◆ **PROMPT**
Give the lines again, from the line containing "Pin every instance of the eroded" through the end, with "Pin" changed to "Mark" everywhere and nothing else altered.

◆ **LISTING**
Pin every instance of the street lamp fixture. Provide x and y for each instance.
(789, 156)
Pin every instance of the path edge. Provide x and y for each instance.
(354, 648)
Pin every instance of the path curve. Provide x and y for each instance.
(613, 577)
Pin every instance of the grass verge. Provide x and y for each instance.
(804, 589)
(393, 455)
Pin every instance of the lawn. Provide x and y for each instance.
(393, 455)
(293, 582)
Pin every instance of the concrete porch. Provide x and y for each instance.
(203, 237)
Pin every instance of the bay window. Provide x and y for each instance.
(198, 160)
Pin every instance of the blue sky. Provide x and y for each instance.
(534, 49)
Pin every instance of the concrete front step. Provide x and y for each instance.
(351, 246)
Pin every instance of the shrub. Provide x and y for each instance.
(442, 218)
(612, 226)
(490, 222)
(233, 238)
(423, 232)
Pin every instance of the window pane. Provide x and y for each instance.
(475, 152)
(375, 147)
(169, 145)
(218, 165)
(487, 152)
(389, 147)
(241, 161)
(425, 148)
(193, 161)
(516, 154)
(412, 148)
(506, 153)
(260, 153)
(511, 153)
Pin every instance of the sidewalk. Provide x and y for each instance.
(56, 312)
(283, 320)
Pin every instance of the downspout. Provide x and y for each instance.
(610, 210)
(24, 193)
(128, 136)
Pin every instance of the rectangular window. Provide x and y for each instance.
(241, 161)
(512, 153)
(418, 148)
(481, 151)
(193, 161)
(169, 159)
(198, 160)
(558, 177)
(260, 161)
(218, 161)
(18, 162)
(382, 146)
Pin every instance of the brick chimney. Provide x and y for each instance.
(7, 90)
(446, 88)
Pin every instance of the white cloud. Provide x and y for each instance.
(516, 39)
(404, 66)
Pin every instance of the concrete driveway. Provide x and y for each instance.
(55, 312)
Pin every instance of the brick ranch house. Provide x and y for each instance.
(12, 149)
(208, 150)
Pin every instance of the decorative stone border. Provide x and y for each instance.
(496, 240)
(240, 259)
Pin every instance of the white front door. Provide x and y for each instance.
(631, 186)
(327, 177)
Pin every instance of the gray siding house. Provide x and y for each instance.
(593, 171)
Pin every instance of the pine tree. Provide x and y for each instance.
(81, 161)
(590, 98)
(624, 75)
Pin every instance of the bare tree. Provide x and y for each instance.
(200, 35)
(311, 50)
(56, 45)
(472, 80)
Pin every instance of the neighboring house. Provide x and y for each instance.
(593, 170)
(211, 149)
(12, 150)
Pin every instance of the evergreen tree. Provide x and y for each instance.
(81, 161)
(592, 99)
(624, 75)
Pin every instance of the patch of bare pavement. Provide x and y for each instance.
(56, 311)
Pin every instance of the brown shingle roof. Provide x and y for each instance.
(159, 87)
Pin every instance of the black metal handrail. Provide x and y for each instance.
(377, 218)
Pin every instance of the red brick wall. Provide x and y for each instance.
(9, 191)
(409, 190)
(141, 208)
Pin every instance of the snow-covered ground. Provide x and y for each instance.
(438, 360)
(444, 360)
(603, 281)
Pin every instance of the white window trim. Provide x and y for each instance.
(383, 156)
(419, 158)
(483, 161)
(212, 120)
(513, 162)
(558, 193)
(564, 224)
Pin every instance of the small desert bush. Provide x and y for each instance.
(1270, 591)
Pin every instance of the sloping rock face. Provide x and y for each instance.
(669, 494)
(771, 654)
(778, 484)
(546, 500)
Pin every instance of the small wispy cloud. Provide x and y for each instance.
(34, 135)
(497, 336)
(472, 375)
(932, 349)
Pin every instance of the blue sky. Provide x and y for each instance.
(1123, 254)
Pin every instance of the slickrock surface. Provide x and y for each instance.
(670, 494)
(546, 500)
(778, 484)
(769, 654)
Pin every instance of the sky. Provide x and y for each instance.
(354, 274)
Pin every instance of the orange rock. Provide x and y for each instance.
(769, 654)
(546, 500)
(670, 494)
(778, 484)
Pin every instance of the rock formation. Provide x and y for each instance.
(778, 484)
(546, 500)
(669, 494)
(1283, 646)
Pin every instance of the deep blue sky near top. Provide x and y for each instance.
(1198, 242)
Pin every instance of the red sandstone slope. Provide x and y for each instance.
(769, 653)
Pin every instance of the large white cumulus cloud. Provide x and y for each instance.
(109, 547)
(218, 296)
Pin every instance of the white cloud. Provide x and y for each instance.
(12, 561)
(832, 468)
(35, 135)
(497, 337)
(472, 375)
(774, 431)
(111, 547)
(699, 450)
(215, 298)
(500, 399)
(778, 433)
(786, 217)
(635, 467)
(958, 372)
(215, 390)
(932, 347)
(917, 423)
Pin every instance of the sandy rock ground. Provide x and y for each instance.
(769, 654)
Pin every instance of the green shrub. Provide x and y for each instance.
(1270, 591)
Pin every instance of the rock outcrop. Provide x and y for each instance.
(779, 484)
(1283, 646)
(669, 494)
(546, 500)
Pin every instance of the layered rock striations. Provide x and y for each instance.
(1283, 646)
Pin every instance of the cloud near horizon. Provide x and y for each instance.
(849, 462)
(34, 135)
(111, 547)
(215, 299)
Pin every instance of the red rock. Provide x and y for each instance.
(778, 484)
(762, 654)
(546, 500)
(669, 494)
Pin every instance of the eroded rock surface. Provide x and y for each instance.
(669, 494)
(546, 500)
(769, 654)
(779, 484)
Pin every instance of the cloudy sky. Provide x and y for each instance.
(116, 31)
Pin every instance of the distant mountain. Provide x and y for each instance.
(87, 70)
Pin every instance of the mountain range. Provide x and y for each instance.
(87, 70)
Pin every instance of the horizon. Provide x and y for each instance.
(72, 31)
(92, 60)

◆ **EXPECTED OUTPUT**
Mark every instance of the eroded rock surface. Provide x and y for each instance.
(669, 494)
(546, 500)
(769, 654)
(779, 484)
Mark every instance of the cloudy sky. Provide x and y for each instance.
(116, 31)
Mark every instance of the distant mountain. Provide x and y for each instance.
(87, 70)
Mark every instance of the mountain range. Provide x and y for each instance.
(87, 70)
Mark every instance of the horizon. Provide x and y for each instance.
(72, 31)
(92, 60)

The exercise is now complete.